→ **Work to do**:
Reproduce all of the material below, including the requests, and raise every x and y coordinate in the answers by 96. Leave the numbers in the requests and their format samples unchanged.

→ **Dataset**:
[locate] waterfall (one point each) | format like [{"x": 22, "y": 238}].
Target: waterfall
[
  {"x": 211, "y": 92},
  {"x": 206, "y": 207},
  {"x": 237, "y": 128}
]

→ **Response below**:
[locate] waterfall (one point each) | format like [{"x": 22, "y": 238}].
Target: waterfall
[
  {"x": 307, "y": 188},
  {"x": 302, "y": 303},
  {"x": 333, "y": 224}
]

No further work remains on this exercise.